Give the entries again exactly, every one of them.

>> Begin The data

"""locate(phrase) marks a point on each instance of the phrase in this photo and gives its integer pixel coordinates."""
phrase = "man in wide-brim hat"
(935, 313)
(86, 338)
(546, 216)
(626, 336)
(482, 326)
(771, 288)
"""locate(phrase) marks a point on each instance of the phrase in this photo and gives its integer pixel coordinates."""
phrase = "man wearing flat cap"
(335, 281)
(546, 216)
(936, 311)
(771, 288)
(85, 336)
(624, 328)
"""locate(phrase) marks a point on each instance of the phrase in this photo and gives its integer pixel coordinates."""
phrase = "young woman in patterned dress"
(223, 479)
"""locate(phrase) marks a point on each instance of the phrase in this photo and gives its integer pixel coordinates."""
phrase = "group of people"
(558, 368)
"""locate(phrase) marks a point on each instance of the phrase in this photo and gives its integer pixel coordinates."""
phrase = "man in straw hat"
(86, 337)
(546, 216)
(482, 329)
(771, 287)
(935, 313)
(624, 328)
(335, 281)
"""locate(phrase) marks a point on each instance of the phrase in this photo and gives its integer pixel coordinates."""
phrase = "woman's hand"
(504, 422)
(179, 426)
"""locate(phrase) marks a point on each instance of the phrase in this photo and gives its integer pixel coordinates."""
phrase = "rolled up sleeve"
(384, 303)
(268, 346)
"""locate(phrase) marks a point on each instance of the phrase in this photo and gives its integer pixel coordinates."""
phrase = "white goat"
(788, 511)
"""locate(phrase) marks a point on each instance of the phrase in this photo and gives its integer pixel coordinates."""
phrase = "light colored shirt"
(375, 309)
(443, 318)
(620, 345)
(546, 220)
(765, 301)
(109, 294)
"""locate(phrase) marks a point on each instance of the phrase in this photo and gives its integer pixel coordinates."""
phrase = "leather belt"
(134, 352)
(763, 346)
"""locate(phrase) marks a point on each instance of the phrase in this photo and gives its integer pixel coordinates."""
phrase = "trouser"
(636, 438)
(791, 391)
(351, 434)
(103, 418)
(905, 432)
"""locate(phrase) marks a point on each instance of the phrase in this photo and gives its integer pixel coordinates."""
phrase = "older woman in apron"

>> End The data

▶ Solution below:
"""locate(phrase) marks a point on each instance of the phrase in this photo and gives its integer pixel coordinates."""
phrase = "man in wide-brim hat"
(935, 313)
(86, 338)
(546, 216)
(626, 336)
(482, 326)
(771, 288)
"""locate(phrase) marks a point on each instance of the phrase in this photo and gives its integer pixel coordinates."""
phrase = "man wearing flat cap"
(335, 281)
(546, 216)
(936, 311)
(771, 288)
(85, 336)
(624, 328)
"""locate(phrase) marks a point on each instance of the phrase in this photo and gives its integer pixel coordinates."""
phrase = "young woman in patterned dress"
(223, 479)
"""locate(phrase) marks a point on each instance of the phrase in this photo and gives its integer pixel coordinates."""
phrase = "group of people"
(558, 368)
"""locate(phrase) marks a point on each instance of the phrase in this photo and gives its integer pixel coordinates."""
phrase = "man in straw hat"
(86, 337)
(546, 216)
(482, 329)
(771, 287)
(935, 313)
(624, 328)
(335, 281)
"""locate(phrase) marks a point on each instance of the phrase in this photo and gives its integer pixel coordinates."""
phrase = "woman's hand"
(504, 422)
(179, 426)
"""locate(phrase) marks a point on each instance of the phrase in this photo and gives its integer pixel coordinates."""
phrase = "rolled up sleeve"
(384, 303)
(268, 346)
"""locate(phrase) marks a point on each instance of the phrase in this photo and gives its integer pixel coordinates."""
phrase = "white goat"
(788, 511)
"""locate(phrase) marks a point on each instance of the phrase in this photo and gives its integer pixel coordinates."""
phrase = "light colored shirt"
(375, 309)
(443, 318)
(620, 345)
(546, 220)
(765, 301)
(109, 294)
"""locate(phrase) marks a point on each instance of the phrase in this photo and gives its integer pixel coordinates."""
phrase = "leather belt"
(134, 352)
(763, 346)
"""locate(phrase) marks a point on each instance of the phrase in this photo and gives its integer pixel coordinates."""
phrase = "trouser"
(636, 438)
(791, 391)
(351, 434)
(103, 418)
(905, 432)
"""locate(phrase) marks a point on each instance of the phrase in this photo and gives its integer pixel coordinates."""
phrase = "older woman in apron"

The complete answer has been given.